--- EXERCISE GOAL ---
Transcribe the entries below exactly.

— START DATA IN THIS EXERCISE —

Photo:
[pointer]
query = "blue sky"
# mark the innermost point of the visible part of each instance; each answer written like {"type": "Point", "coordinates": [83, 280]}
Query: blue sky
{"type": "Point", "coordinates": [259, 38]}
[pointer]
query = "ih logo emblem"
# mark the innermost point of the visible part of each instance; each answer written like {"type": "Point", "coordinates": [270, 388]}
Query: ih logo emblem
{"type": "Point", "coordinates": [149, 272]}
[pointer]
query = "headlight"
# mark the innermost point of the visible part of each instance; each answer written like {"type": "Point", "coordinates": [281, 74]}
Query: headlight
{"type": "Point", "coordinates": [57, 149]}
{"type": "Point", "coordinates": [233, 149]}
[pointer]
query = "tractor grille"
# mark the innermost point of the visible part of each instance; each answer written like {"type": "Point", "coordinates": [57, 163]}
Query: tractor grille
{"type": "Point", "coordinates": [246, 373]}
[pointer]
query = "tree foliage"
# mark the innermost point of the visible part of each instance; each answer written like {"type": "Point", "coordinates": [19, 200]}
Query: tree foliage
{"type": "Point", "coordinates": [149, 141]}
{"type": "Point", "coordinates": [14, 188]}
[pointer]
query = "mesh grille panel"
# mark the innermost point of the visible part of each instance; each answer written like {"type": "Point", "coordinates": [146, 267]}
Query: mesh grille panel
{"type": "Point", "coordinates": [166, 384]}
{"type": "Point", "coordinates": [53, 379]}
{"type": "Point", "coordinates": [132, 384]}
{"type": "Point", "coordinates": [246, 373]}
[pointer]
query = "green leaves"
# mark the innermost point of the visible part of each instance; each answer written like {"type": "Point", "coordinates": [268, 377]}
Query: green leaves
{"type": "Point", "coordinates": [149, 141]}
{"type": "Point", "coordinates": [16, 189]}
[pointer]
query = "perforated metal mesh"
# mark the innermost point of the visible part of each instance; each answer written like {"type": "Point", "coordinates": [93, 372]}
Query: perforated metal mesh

— END DATA IN THIS EXERCISE —

--- TASK SOLUTION ---
Photo:
[pointer]
query = "blue sky"
# mark the innermost point of the visible part of each instance; each answer written like {"type": "Point", "coordinates": [83, 280]}
Query: blue sky
{"type": "Point", "coordinates": [259, 38]}
[pointer]
query = "ih logo emblem"
# mark the innermost point of the visible part of each instance; each answer written like {"type": "Point", "coordinates": [270, 388]}
Query: ih logo emblem
{"type": "Point", "coordinates": [149, 272]}
[pointer]
query = "headlight"
# mark the innermost point of the visible part of each instance; each answer written like {"type": "Point", "coordinates": [281, 74]}
Query: headlight
{"type": "Point", "coordinates": [57, 149]}
{"type": "Point", "coordinates": [233, 149]}
[pointer]
query = "tractor grille"
# mark the innermost point of the visible part of each instance; each answer written like {"type": "Point", "coordinates": [57, 163]}
Query: tractor grille
{"type": "Point", "coordinates": [246, 373]}
[pointer]
query = "tree foliage"
# mark the innermost point of the visible part of each instance; each answer written like {"type": "Point", "coordinates": [19, 200]}
Query: tree foliage
{"type": "Point", "coordinates": [149, 141]}
{"type": "Point", "coordinates": [14, 188]}
[pointer]
query = "mesh grille panel"
# mark the innermost point of the visible part of each instance; each answer written like {"type": "Point", "coordinates": [146, 267]}
Query: mesh grille panel
{"type": "Point", "coordinates": [166, 384]}
{"type": "Point", "coordinates": [53, 379]}
{"type": "Point", "coordinates": [132, 384]}
{"type": "Point", "coordinates": [246, 373]}
[pointer]
query = "green leaves"
# mark the innermost point of the visible part of each instance; each answer written like {"type": "Point", "coordinates": [268, 377]}
Query: green leaves
{"type": "Point", "coordinates": [149, 141]}
{"type": "Point", "coordinates": [16, 189]}
[pointer]
query = "perforated metal mesh"
# mark the innermost point of the visible part of each instance; each answer written like {"type": "Point", "coordinates": [93, 372]}
Query: perforated metal mesh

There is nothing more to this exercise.